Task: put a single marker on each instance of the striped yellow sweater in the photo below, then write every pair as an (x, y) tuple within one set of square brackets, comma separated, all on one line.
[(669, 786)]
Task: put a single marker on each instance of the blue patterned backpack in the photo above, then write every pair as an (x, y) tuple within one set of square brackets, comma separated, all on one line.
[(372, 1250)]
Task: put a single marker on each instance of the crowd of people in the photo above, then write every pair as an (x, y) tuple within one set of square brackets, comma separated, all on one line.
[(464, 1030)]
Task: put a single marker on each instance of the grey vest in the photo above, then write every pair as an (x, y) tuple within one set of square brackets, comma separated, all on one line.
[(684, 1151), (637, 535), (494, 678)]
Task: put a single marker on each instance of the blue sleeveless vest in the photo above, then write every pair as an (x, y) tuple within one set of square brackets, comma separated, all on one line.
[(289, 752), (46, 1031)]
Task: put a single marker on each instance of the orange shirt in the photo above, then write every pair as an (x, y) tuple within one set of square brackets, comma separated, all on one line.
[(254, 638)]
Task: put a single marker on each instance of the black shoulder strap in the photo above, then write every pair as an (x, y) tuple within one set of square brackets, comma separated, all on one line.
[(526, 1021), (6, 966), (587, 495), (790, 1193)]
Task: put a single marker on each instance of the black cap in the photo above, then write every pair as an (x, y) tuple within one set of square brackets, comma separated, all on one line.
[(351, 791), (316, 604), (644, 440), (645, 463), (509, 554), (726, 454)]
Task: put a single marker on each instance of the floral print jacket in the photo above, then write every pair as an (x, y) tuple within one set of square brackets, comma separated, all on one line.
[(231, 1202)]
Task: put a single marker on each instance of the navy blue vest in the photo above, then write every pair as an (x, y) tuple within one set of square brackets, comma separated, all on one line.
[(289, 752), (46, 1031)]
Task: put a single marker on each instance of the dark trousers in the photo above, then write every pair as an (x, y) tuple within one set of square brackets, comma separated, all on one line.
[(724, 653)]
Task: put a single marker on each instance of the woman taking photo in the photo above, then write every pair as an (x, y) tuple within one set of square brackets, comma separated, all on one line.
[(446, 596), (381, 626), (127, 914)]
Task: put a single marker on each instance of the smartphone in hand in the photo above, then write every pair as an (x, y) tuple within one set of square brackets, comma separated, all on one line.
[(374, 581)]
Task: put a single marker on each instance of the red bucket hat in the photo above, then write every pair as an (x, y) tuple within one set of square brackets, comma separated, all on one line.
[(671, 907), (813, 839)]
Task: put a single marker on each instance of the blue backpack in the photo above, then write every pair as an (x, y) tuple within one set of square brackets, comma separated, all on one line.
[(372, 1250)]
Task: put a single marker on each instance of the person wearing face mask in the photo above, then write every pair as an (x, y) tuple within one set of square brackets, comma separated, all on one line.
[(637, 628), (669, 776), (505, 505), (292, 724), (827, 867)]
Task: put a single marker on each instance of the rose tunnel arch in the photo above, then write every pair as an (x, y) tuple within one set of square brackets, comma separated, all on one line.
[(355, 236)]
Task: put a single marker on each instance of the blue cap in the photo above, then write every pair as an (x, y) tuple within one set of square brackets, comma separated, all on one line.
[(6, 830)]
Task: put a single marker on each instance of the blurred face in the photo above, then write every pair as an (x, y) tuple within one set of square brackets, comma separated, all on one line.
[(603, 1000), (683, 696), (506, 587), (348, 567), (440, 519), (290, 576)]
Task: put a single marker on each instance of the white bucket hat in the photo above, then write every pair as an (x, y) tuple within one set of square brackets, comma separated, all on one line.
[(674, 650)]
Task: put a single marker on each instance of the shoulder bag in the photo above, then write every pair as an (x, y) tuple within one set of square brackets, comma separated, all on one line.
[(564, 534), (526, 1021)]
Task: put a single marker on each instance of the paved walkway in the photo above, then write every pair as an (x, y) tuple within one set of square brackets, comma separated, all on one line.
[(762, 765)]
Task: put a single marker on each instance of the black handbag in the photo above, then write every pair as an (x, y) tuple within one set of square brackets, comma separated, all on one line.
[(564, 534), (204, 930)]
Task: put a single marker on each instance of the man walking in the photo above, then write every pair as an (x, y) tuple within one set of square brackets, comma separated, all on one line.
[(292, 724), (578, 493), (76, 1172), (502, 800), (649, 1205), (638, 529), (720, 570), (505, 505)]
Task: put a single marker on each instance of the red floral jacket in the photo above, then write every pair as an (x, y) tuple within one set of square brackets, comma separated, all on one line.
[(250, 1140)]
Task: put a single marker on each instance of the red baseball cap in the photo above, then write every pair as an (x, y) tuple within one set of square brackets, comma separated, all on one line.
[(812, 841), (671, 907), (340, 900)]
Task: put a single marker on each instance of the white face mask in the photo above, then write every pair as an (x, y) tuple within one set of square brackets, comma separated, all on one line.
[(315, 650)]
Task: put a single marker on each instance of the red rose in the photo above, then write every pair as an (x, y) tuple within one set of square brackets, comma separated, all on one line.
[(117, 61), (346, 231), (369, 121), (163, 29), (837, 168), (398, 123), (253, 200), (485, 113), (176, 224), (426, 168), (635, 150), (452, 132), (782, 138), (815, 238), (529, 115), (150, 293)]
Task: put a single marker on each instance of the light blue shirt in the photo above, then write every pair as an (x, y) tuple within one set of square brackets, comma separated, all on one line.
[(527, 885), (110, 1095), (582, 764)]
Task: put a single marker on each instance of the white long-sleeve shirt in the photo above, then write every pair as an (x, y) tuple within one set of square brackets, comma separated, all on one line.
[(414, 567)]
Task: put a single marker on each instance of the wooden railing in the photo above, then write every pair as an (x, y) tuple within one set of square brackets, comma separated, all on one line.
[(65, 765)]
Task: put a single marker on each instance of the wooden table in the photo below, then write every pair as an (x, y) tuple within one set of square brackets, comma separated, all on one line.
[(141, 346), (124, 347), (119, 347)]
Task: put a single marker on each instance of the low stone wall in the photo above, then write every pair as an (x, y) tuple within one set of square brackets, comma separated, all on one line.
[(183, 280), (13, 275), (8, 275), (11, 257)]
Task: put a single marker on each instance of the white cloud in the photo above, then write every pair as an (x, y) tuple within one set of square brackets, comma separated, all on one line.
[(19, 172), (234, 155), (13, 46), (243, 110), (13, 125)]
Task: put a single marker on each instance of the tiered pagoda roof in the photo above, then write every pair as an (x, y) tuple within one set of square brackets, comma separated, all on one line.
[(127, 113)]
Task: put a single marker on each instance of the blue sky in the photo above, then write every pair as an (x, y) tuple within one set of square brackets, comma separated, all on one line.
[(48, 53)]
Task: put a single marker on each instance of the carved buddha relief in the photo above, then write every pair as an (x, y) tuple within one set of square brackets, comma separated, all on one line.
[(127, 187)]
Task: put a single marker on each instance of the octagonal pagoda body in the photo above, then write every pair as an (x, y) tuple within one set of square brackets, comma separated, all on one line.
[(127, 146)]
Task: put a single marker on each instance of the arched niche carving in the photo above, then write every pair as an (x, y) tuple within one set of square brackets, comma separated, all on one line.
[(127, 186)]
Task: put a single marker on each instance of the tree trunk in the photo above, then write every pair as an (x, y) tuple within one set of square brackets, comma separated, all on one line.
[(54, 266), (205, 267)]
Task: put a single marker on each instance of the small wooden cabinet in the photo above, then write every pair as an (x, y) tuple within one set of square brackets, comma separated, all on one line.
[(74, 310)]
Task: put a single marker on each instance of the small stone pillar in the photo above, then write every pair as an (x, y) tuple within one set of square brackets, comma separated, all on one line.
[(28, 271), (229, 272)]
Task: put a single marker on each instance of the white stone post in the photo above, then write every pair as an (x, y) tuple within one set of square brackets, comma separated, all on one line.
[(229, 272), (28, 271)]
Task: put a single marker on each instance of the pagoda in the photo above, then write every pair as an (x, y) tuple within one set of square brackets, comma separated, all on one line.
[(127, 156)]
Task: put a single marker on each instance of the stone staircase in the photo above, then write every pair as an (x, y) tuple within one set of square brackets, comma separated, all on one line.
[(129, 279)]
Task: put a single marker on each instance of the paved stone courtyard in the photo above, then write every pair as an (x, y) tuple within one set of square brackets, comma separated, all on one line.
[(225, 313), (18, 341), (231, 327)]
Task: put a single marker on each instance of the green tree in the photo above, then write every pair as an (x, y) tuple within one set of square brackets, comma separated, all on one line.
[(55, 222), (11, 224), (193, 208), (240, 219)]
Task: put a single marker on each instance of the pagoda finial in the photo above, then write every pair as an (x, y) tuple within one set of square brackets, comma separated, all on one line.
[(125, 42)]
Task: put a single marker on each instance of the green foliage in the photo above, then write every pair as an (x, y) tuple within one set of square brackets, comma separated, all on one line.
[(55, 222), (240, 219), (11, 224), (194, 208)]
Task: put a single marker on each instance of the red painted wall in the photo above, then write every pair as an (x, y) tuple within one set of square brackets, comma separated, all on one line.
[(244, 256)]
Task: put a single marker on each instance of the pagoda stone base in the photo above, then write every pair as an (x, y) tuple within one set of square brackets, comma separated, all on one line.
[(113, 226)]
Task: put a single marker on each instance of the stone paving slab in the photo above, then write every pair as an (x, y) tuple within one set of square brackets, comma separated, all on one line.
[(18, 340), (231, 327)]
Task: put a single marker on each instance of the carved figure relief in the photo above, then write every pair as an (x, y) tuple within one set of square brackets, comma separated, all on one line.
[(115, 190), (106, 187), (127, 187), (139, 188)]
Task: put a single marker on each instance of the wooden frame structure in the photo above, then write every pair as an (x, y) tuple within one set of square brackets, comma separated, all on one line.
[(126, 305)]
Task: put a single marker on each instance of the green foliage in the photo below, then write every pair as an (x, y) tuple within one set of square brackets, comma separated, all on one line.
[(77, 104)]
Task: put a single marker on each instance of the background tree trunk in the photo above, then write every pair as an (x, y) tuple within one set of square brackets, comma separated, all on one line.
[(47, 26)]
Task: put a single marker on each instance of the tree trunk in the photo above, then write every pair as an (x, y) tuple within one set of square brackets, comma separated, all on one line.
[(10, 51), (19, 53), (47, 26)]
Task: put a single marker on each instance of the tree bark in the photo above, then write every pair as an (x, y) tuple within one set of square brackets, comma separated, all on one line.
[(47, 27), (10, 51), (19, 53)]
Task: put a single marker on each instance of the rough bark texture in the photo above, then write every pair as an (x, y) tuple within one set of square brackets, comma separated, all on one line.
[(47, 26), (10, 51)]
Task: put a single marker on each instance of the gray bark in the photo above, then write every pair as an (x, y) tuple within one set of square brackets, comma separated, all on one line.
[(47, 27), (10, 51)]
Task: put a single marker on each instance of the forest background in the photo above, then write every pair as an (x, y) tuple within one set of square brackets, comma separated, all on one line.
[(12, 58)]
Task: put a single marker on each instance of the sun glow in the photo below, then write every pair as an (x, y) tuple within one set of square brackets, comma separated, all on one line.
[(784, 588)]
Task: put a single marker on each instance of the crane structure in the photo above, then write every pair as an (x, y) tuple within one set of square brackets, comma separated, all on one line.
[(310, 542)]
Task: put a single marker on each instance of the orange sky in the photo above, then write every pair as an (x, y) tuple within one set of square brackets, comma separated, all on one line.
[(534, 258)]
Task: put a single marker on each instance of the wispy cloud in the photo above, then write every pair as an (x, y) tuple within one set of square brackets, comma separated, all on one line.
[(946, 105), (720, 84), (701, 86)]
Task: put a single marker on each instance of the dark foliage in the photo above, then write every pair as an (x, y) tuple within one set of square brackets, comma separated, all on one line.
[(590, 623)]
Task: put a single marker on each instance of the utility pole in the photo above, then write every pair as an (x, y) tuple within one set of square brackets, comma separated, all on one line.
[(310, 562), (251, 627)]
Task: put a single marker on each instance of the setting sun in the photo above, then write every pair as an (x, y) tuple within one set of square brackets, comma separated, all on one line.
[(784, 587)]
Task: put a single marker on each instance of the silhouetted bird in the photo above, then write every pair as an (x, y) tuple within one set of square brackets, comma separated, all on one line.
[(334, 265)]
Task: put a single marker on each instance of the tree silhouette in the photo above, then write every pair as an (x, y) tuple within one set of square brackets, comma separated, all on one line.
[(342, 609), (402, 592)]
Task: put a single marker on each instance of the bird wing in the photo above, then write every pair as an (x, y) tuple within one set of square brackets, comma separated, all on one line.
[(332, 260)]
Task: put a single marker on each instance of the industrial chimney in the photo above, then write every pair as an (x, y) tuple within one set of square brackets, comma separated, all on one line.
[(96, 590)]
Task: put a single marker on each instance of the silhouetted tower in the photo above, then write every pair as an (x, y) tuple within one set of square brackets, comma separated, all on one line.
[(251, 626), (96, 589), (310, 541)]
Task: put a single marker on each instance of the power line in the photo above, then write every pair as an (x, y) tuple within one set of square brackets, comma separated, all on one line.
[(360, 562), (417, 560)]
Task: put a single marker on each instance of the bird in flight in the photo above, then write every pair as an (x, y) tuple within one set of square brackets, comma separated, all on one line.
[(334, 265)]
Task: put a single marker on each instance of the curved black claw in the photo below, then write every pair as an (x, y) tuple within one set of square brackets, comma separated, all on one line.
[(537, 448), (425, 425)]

----------------------------------------

**Task details**
Reproduce the entries character for character, starting at the line that contains "the pagoda finial" and ending after the line that contains "[(77, 104)]".

**In response**
Task: put a single marker on each instance of the pagoda finial in the photo above, then write every pair as an (x, y) tuple within one set of square brackets, comma separated, all on one line.
[(125, 42)]
Task: put a single marker on each instance of the green foliage in the photo above, then write every pair as an (x, y) tuple within one set of square brackets, comma separated, all on one line.
[(55, 222), (240, 219), (11, 224), (194, 208)]
Task: put a single marker on each instance of the red painted wall in the photo above, then write every pair as an (x, y) tuple within one set of square brackets, comma separated, all on one line.
[(244, 256)]
Task: put a single marker on each instance of the pagoda stone base in the photo above, then write every pair as an (x, y) tuple within one set of square brackets, comma separated, all on one line.
[(113, 226)]
Task: put a single marker on each instance of the stone paving slab in the photo above, then write every pair as an (x, y) tuple within one set of square brackets, comma separated, all on one line.
[(18, 340), (231, 327)]
Task: put a single marker on each instance of the carved figure relief in the photo above, then write every pair as an (x, y) tuple within one set of square brackets, comma separated, all on one line.
[(115, 190), (106, 187), (127, 187), (139, 188)]
Task: put a single marker on each instance of the wooden frame structure in the photo above, then write every pair as an (x, y) tuple within one set of square brackets, comma separated, all on one line.
[(126, 305)]
Task: put a single marker on each instance of the green foliage in the photo below, then write every pair as an (x, y) tuple within one set of square brackets, comma separated, all on one line.
[(77, 104)]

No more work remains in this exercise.